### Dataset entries
*-*-*

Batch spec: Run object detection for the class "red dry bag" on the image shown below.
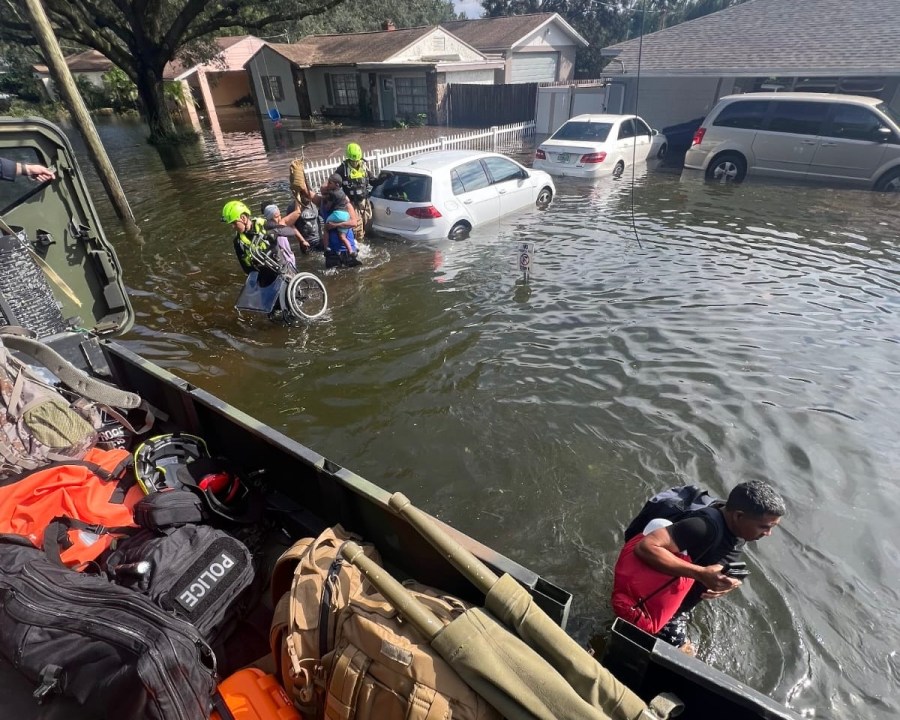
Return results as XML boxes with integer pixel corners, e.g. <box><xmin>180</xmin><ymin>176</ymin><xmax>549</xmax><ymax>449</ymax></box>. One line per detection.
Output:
<box><xmin>612</xmin><ymin>534</ymin><xmax>694</xmax><ymax>635</ymax></box>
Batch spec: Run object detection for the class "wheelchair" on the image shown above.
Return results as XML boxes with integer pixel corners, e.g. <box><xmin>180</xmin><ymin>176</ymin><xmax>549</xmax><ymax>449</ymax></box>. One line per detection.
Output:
<box><xmin>235</xmin><ymin>237</ymin><xmax>328</xmax><ymax>325</ymax></box>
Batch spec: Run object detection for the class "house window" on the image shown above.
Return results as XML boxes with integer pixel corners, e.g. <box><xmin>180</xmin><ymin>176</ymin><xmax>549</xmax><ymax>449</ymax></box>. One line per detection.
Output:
<box><xmin>325</xmin><ymin>73</ymin><xmax>359</xmax><ymax>107</ymax></box>
<box><xmin>262</xmin><ymin>75</ymin><xmax>284</xmax><ymax>101</ymax></box>
<box><xmin>394</xmin><ymin>76</ymin><xmax>428</xmax><ymax>117</ymax></box>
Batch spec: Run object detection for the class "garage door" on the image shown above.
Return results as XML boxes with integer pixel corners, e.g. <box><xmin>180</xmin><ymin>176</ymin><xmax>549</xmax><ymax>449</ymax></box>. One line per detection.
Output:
<box><xmin>510</xmin><ymin>52</ymin><xmax>559</xmax><ymax>82</ymax></box>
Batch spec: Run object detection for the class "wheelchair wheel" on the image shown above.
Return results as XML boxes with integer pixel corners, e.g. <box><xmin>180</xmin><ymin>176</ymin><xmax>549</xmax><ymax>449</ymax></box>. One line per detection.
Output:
<box><xmin>282</xmin><ymin>273</ymin><xmax>328</xmax><ymax>320</ymax></box>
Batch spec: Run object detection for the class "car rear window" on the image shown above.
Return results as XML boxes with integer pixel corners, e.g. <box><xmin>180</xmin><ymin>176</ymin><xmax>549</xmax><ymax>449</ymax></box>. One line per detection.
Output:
<box><xmin>450</xmin><ymin>160</ymin><xmax>491</xmax><ymax>195</ymax></box>
<box><xmin>713</xmin><ymin>100</ymin><xmax>769</xmax><ymax>130</ymax></box>
<box><xmin>550</xmin><ymin>121</ymin><xmax>612</xmax><ymax>142</ymax></box>
<box><xmin>769</xmin><ymin>101</ymin><xmax>828</xmax><ymax>135</ymax></box>
<box><xmin>372</xmin><ymin>172</ymin><xmax>431</xmax><ymax>202</ymax></box>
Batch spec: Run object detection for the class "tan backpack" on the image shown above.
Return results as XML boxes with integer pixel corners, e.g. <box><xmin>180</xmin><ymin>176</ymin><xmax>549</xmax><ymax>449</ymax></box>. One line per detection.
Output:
<box><xmin>0</xmin><ymin>327</ymin><xmax>146</xmax><ymax>480</ymax></box>
<box><xmin>270</xmin><ymin>525</ymin><xmax>500</xmax><ymax>720</ymax></box>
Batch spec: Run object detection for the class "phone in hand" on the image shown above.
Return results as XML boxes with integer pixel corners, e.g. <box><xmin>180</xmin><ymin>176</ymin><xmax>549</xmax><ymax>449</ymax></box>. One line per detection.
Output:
<box><xmin>722</xmin><ymin>562</ymin><xmax>750</xmax><ymax>580</ymax></box>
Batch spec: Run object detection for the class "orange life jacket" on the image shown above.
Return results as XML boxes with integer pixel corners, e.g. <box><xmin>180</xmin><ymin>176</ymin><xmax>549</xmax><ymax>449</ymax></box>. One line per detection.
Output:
<box><xmin>0</xmin><ymin>448</ymin><xmax>144</xmax><ymax>566</ymax></box>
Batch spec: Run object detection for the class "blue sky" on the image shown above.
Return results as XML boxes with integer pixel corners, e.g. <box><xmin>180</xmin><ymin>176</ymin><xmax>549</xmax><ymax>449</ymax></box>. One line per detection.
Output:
<box><xmin>453</xmin><ymin>0</ymin><xmax>484</xmax><ymax>18</ymax></box>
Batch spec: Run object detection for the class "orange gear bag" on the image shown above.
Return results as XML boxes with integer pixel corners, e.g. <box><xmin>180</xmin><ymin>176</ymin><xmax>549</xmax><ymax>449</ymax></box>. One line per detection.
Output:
<box><xmin>0</xmin><ymin>448</ymin><xmax>144</xmax><ymax>567</ymax></box>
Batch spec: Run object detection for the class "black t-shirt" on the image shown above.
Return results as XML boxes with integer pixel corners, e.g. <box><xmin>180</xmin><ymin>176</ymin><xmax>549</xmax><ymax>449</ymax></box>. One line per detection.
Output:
<box><xmin>669</xmin><ymin>508</ymin><xmax>745</xmax><ymax>566</ymax></box>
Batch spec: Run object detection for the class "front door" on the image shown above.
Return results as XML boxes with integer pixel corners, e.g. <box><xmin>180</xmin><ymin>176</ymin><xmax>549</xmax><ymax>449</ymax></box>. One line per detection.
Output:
<box><xmin>381</xmin><ymin>75</ymin><xmax>397</xmax><ymax>125</ymax></box>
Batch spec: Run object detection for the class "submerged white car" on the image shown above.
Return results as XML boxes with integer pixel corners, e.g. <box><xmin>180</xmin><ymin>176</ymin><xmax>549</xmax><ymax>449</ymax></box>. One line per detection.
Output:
<box><xmin>371</xmin><ymin>150</ymin><xmax>556</xmax><ymax>240</ymax></box>
<box><xmin>533</xmin><ymin>115</ymin><xmax>668</xmax><ymax>177</ymax></box>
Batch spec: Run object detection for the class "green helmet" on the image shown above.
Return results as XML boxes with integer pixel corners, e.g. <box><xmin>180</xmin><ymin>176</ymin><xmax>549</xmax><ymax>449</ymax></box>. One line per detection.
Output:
<box><xmin>347</xmin><ymin>143</ymin><xmax>362</xmax><ymax>160</ymax></box>
<box><xmin>222</xmin><ymin>200</ymin><xmax>250</xmax><ymax>223</ymax></box>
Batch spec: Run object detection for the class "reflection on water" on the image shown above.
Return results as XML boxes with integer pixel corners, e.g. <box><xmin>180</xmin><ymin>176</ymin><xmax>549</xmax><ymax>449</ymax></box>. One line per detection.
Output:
<box><xmin>75</xmin><ymin>118</ymin><xmax>900</xmax><ymax>719</ymax></box>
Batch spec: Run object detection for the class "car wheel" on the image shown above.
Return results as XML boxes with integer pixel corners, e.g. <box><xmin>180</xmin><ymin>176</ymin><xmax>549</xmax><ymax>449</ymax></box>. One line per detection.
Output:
<box><xmin>706</xmin><ymin>153</ymin><xmax>747</xmax><ymax>183</ymax></box>
<box><xmin>875</xmin><ymin>168</ymin><xmax>900</xmax><ymax>192</ymax></box>
<box><xmin>534</xmin><ymin>187</ymin><xmax>553</xmax><ymax>210</ymax></box>
<box><xmin>447</xmin><ymin>222</ymin><xmax>472</xmax><ymax>240</ymax></box>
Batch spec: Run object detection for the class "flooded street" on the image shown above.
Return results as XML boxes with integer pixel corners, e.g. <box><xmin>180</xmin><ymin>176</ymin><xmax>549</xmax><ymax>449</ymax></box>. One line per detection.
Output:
<box><xmin>70</xmin><ymin>115</ymin><xmax>900</xmax><ymax>720</ymax></box>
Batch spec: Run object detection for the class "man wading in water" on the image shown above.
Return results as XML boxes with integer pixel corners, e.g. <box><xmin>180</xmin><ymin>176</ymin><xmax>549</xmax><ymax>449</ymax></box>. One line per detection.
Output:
<box><xmin>613</xmin><ymin>480</ymin><xmax>785</xmax><ymax>655</ymax></box>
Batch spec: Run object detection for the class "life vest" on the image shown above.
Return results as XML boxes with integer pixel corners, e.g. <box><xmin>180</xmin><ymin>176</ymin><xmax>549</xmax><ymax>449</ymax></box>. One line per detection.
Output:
<box><xmin>234</xmin><ymin>218</ymin><xmax>266</xmax><ymax>267</ymax></box>
<box><xmin>0</xmin><ymin>448</ymin><xmax>144</xmax><ymax>566</ymax></box>
<box><xmin>612</xmin><ymin>534</ymin><xmax>694</xmax><ymax>635</ymax></box>
<box><xmin>341</xmin><ymin>160</ymin><xmax>369</xmax><ymax>202</ymax></box>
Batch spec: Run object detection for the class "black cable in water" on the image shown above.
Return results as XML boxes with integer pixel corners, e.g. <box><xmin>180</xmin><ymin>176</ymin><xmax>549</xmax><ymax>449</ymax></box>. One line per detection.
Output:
<box><xmin>631</xmin><ymin>0</ymin><xmax>647</xmax><ymax>250</ymax></box>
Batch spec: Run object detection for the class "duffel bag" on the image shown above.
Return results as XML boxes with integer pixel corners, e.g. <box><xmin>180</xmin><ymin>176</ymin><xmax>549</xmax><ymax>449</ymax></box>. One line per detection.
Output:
<box><xmin>105</xmin><ymin>516</ymin><xmax>254</xmax><ymax>647</ymax></box>
<box><xmin>0</xmin><ymin>535</ymin><xmax>216</xmax><ymax>720</ymax></box>
<box><xmin>270</xmin><ymin>526</ymin><xmax>500</xmax><ymax>720</ymax></box>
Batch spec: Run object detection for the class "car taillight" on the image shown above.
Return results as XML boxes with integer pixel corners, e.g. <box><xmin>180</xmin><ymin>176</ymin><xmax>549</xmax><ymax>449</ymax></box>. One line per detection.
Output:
<box><xmin>406</xmin><ymin>205</ymin><xmax>441</xmax><ymax>220</ymax></box>
<box><xmin>581</xmin><ymin>153</ymin><xmax>606</xmax><ymax>163</ymax></box>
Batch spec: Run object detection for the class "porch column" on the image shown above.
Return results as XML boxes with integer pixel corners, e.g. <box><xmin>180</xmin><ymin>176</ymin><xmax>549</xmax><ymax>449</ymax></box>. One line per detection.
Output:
<box><xmin>181</xmin><ymin>80</ymin><xmax>202</xmax><ymax>130</ymax></box>
<box><xmin>197</xmin><ymin>70</ymin><xmax>222</xmax><ymax>139</ymax></box>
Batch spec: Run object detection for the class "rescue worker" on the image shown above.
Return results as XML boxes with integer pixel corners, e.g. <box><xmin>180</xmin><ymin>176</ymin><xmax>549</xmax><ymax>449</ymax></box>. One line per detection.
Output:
<box><xmin>222</xmin><ymin>200</ymin><xmax>279</xmax><ymax>287</ymax></box>
<box><xmin>335</xmin><ymin>143</ymin><xmax>376</xmax><ymax>241</ymax></box>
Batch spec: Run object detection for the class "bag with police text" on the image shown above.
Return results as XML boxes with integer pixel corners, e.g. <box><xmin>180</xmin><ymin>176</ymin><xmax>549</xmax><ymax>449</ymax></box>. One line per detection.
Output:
<box><xmin>0</xmin><ymin>535</ymin><xmax>216</xmax><ymax>720</ymax></box>
<box><xmin>106</xmin><ymin>525</ymin><xmax>254</xmax><ymax>647</ymax></box>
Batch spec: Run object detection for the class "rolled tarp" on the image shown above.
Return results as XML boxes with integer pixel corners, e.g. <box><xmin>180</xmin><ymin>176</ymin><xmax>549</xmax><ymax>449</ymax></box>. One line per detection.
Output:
<box><xmin>341</xmin><ymin>542</ymin><xmax>611</xmax><ymax>720</ymax></box>
<box><xmin>389</xmin><ymin>493</ymin><xmax>675</xmax><ymax>720</ymax></box>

*-*-*

Report every line of the dataset entries above that contains the word "water", copying each line in full. Case counts.

### RESULT
Batch spec: Run object detection for the class "reflection on water" on the image shown above.
Batch spec: Run object detection for the class "man wading in water" on the image shown above.
Batch spec: Run object detection for the class "black cable in water" on the image shown above.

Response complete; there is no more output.